__The tasks__
1. Echo the variable selection documentation word for word, starting with "#' @param test" and going on through "is not created.".
2. According to the variable selection documentation, what values are possible for the metric parameter?
3. Pick up the variable selection documentation where it ends and keep writing it.

__Supplied text__
··········

#' Variable Selection
#'
#' The function performs a data-driven variable selection. Starting from the
#' provided model it iterates through all the variables starting from the one
#' with the highest contribution (permutation importance or maxent percent
#' contribution). If the variable is correlated with other variables (according
#' to the given method and threshold) it performs a Jackknife test and among the
#' correlated variables it removes the one that results in the best performing
#' model when removed (according to the given metric for the training dataset).
#' The process is repeated until the remaining variables are not highly
#' correlated anymore.
#'
#' @param model \linkS4class{SDMmodel} or \linkS4class{SDMmodelCV} object.
#' @param metric character. The metric used to evaluate the models, possible
#' values are: "auc", "tss" and "aicc".
#' @param bg4cor \linkS4class{SWD} object. Background locations used to test the
#' correlation between environmental variables.
#' @param test \linkS4class{SWD}. Test dataset used to evaluate the model, not
#' used with aicc and \linkS4class{SDMmodelCV} objects.
#' @param env \link[terra]{rast} containing the environmental variables, used
#' only with "aicc".
#' @param method character. The method used to compute the correlation matrix.
#' @param cor_th numeric. The correlation threshold used to select highly
#' correlated variables.
#' @param permut integer. Number of permutations.
#' @param use_pc logical, use percent contribution. If `TRUE` and the model is
#' trained using the \linkS4class{Maxent} method, the algorithm uses the percent
#' contribution computed by Maxent software to score the variable importance.
#' @param interactive logical. If `FALSE` the interactive chart is not created.
#' @param progress logical. If `TRUE` shows a progress bar.

··········

__Records shown__
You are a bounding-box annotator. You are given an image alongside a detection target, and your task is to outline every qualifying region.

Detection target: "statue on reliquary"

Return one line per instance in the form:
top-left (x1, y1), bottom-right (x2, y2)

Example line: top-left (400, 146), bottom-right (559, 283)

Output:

··········

__Responses per task__
1.
#' @param test \linkS4class{SWD}. Test dataset used to evaluate the model, not
#' used with aicc and \linkS4class{SDMmodelCV} objects.
#' @param env \link[terra]{rast} containing the environmental variables, used
#' only with "aicc".
#' @param method character. The method used to compute the correlation matrix.
#' @param cor_th numeric. The correlation threshold used to select highly
#' correlated variables.
#' @param permut integer. Number of permutations.
#' @param use_pc logical, use percent contribution. If `TRUE` and the model is
#' trained using the \linkS4class{Maxent} method, the algorithm uses the percent
#' contribution computed by Maxent software to score the variable importance.
#' @param interactive logical. If `FALSE` the interactive chart is not created.

2. The possible values are "auc", "tss" and "aicc".

3.
#' @param verbose logical. If `TRUE` prints informative messages.
#'
#' @details
#' An interactive chart showing in real-time the steps performed by the
#' algorithm is displayed in the Viewer pane.
#'
#' To find highly correlated variables the following formula is used:
#' \deqn{| coeff | \le cor_th}
#'
#' @return The \linkS4class{SDMmodel} or \linkS4class{SDMmodelCV} object trained
#' using the selected variables.
#' @export
#'
#' @author Sergio Vignali
#'
#' @examples
#' \donttest{# Acquire environmental variables
#' files <- list.files(path = file.path(system.file(package = "dismo"), "ex"),
#' pattern = "grd",
#' full.names = TRUE)
#'
#' predictors <- terra::rast(files)
#'
#' # Prepare presence and background locations
#' p_coords <- virtualSp$presence
#' bg_coords <- virtualSp$background
#'
#' # Create SWD object
#' data <- prepareSWD(species = "Virtual species",
#' p = p_coords,
#' a = bg_coords,
#' env = predictors,
#' categorical = "biome")
#'
#' # Split presence locations in training (80%) and testing (20%) datasets
#' datasets <- trainValTest(data,
#' test = 0.2,
#' only_presence = TRUE)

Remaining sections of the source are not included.